#### Instruction A:
From the kernel bug thread, extract the passage that begins at the words "see attached image" and stops after the words "Using built-in specs.".
#### Instruction B:
In the kernel bug thread, which kernel version does the bug summary list?
#### Instruction C:
Carry on the kernel bug thread from its last line.

#### Selected passage:
⁂
Description Daniel Santos 2012-10-03 15:04:47 UTC
Created attachment 81921 [details]
image of oops

see attached image
Comment 1 Daniel Santos 2012-10-03 15:05:37 UTC
Created attachment 81931 [details]
output of lshw
Comment 2 Daniel Santos 2012-10-03 15:06:49 UTC
Created attachment 81941 [details]
.config
Comment 3 Daniel Santos 2012-10-03 15:13:29 UTC
Oh, I forgot my compiler:

$ gcc -v
Using built-in specs.
COLLECT_GCC=/usr/x86_64-pc-linux-gnu/gcc-bin/4.7.1/gcc
COLLECT_LTO_WRAPPER=/usr/libexec/gcc/x86_64-pc-linux-gnu/4.7.1/lto-wrapper
Target: x86_64-pc-linux-gnu
Configured with: /tmp/portage/sys-devel/gcc-4.7.1/work/gcc-4.7.1/configure --prefix=/usr --bindir=/usr/x86_64-pc-linux-gnu/gcc-bin/4.7.1 --includedir=/usr/lib/gcc/x86_64-pc-linux-gnu/4.7.1/include --datadir=/usr/share/gcc-data/x86_64-pc-linux-gnu/4.7.1 --mandir=/usr/share/gcc-data/x86_64-pc-linux-gnu/4.7.1/man --infodir=/usr/share/gcc-data/x86_64-pc-linux-gnu/4.7.1/info --with-gxx-include-dir=/usr/lib/gcc/x86_64-pc-linux-gnu/4.7.1/include/g++-v4 --host=x86_64-pc-linux-gnu --build=x86_64-pc-linux-gnu --disable-altivec --disable-fixed-point --with-ppl --with-cloog --disable-ppl-version-check --with-cloog-include=/usr/include/cloog-ppl --enable-lto --enable-nls --without-included-gettext --with-system-zlib --enable-obsolete --disable-werror --enable-secureplt --enable-multilib --with-multilib-list=m32,m64 --enable-libmudflap --disable-libssp --enable-libgomp --with-python-dir=/share/gcc-data/x86_64-pc-linux-gnu/4.7.1/python --enable-checking=release --enable-java-awt=gtk --enable-objc-gc --enable-languages=c,c++,java,objc,obj-c++,fortran --enable-shared --enable-threads=posix --enable-__cxa_atexit --enable-clocale=gnu --enable-targets=all --with-bugurl=http://bugs.gentoo.org/ --with-pkgversion='Gentoo 4.7.1'
Thread model: posix
gcc version 4.7.1 (Gentoo 4.7.1)
Comment 4 Anonymous Emailer 2012-10-03 15:23:10 UTC
Reply-To: James.Bottomley@HansenPartnership.com

On Wed, 2012-10-03 at 15:04 +0000, bugzilla-daemon@bugzilla.kernel.org
wrote:
> https://bugzilla.kernel.org/show_bug.cgi?id=48241
> 
>            Summary: oops when setting up LVM
>            Product: IO/Storage
>            Version: 2.5
>     Kernel Version: 3.6.0-next-20121003
>           Platform: All
>         OS/Version: Linux
>               Tree: Mainline
>             Status: NEW
>           Severity: normal
>           Priority: P1
>          Component: SCSI
>         AssignedTo: linux-scsi@vger.kernel.org
>         ReportedBy: daniel.santos@pobox.com
>         Regression: No
> 
> 
> Created an attachment (id=81921)
⁂
#### Source data:
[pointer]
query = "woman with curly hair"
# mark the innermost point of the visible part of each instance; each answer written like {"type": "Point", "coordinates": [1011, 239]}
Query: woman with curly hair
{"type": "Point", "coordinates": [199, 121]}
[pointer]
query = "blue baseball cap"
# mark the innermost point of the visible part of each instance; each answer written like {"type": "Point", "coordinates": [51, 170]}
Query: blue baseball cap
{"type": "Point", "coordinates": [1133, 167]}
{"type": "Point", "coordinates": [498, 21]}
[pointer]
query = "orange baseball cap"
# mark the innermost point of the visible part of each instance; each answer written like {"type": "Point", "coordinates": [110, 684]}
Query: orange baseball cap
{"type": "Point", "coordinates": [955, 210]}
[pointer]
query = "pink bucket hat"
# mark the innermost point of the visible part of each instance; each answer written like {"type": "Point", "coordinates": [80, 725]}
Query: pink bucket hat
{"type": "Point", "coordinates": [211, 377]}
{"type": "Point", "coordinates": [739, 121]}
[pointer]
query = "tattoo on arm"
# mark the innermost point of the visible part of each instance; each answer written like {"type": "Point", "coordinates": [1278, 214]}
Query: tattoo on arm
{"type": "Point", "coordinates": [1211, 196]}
⁂
#### Task result A:
see attached image
Comment 1 Daniel Santos 2012-10-03 15:05:37 UTC
Created attachment 81931 [details]
output of lshw
Comment 2 Daniel Santos 2012-10-03 15:06:49 UTC
Created attachment 81941 [details]
.config
Comment 3 Daniel Santos 2012-10-03 15:13:29 UTC
Oh, I forgot my compiler:

$ gcc -v
Using built-in specs.

#### Task result B:
3.6.0-next-20121003

#### Task result C:
>  --> (https://bugzilla.kernel.org/attachment.cgi?id=81921)
> image of oops

The image says the RIP is at kthread_data + 0xb

That implies something went wrong within the workqueue or kthread
systems, I've cc'd linux-kernel, but it's a bit of a vague thing to go
on and could conceivably be a hardware issue (or some weird thread
interaction in linux-next).

The first question would be "does it happen in vanilla 3.6"?

James
Comment 5 Daniel Santos 2012-10-03 15:36:53 UTC
> The image says the RIP is at kthread_data + 0xb
> 
> That implies something went wrong within the workqueue or kthread
> systems, I've cc'd linux-kernel, but it's a bit of a vague thing to go
> on and could conceivably be a hardware issue (or some weird thread
> interaction in linux-next).

OK, thanks. I was kinda guessing it was from scsi_setup_fs_cmnd when I choose a component, I don't really know that part of the kernel.

> The first question would be "does it happen in vanilla 3.6"?

I haven't tried 3.6 yet, but I did just rebuild using gcc 4.6.3 to make sure it wasn't compiler related.  After that, I will try 3.6 built with gcc 4.7.1.  Also, I got this in -mmotm prior to trying linux-next.
Comment 6 Daniel Santos 2012-10-03 16:16:48 UTC
Created attachment 81951 [details]
oops of next-20121003 compiled with gcc 4.6.3

So yeah, very similar oops under 4.6.3 (looks like all that changed were addresses & such).  I'm running 3.6.0 right now.

uugh, but now that I think about it, I didn't use the same config that I was running earlier since oldconfig was asking me tons of questions that were already answered with a previous config (options removed or moved possibly?).  To make this complete, I should use my current 3.6.0 config, rebase to next-20121003 and build that.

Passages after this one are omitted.